__QUOTED PASSAGE__:
# Any Rodent lovers willing to help??



## MoonShadow (Feb 29, 2012)

I came across this ad on CL, and emailed the guy, apparently all of the rats are being kept together, there are adults, 4-5 week old babies and newborns. Now they need to get rid of them cause there are too many, but the woman wants to keep the original male and female that she started with... :shock:

If theres anyone close enough to Warrensburgh NY that can help in any way it would be wonderful! I hope I'm allowed to post this, it's just so awful!

http://glensfalls.craigslist.org/pet/3258050314.html


----------



## harleraven (Sep 4, 2012)

Ugh, if she is keeping the two she started with, she is going to just KEEP having more babies. Some people!


----------



## ChoclateBetta (Jul 22, 2012)

Rats do not need to be with the mom as long but still too young the female is already pregnant when first caring for the babies she did everything wrong I am not a rodent expert though just tropical life.


----------



## MoonShadow (Feb 29, 2012)

Rats are able to start breeding as early as 5 weeks old, and should be separated by then.


----------



## MoonShadow (Feb 29, 2012)

Ugh I don't know what to do!! Part of me wants to go bring some of these babies home! But I certainly do not have room for all of them! They're a 3 hour round trip to get there... I'd have to buy a new cage... and seeing them would just break my heart!


----------



## LadyVictorian (Nov 23, 2011)

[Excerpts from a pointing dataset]
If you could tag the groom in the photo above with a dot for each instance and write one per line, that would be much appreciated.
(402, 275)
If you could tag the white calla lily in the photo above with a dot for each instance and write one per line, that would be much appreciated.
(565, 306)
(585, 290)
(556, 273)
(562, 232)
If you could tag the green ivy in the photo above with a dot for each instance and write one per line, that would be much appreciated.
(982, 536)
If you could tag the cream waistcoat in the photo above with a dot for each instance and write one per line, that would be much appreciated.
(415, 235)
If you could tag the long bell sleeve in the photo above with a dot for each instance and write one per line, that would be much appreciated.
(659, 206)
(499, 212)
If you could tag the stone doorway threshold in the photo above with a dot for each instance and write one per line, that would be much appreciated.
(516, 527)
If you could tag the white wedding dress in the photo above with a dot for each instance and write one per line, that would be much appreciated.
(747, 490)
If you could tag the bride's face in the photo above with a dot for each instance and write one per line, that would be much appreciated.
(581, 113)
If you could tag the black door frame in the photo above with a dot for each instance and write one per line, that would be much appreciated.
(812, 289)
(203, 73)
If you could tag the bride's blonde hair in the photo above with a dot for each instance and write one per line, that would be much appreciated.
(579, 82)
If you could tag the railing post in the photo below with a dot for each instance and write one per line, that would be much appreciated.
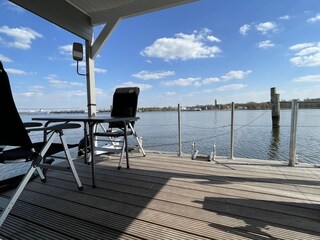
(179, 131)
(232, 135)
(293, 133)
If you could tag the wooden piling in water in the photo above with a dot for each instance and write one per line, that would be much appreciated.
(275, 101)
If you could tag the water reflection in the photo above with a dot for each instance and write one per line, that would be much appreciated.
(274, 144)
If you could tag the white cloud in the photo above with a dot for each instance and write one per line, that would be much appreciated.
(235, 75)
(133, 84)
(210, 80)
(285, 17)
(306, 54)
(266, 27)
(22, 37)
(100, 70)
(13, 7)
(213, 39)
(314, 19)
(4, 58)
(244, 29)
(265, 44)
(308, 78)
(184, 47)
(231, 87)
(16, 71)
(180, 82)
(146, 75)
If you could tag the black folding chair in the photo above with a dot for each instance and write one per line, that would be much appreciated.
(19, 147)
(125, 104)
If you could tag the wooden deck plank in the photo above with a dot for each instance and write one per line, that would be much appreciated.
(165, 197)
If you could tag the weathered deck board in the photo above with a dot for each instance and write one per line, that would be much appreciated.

__PROBLEM DETAILS__:
Please write the next part of the forum thread about the overcrowded rats near Warrensburg, continuing from where it stops. These lines were drawn from a separate source.

__EXERCISE RESULT__:
IMA GO HULK ON THIS WENCH!!!!!!

There is nothing that enrages me more NOTHING than the abuse ABUSES OF RATS. Rats breed back to back that means after one litter is born the doe goes right back into heat this is dangerous damn right fatal to her body and eventually she will lose her energy and die giving birth to one of those litters. She better get the male neutered or keep a son and get rid of all the females. I'm betting those poor babies are already pregnant. God I hate morons like this, they shouldn't be allowed to breath. They abuse animals and don't care to solve the animals suffering and just keep on making them live in their hoarders hell and rat mill nightmare. She's wasting the oxygen better spent on my rats. 

If I were in NY I would just take all her damn rats and slowly put them all up for adoption myself in proper pares of same sex groups. I have 0 tolerance for rat abuse if you can tell. It's just too much, too much ignorance in this world to boil my blood.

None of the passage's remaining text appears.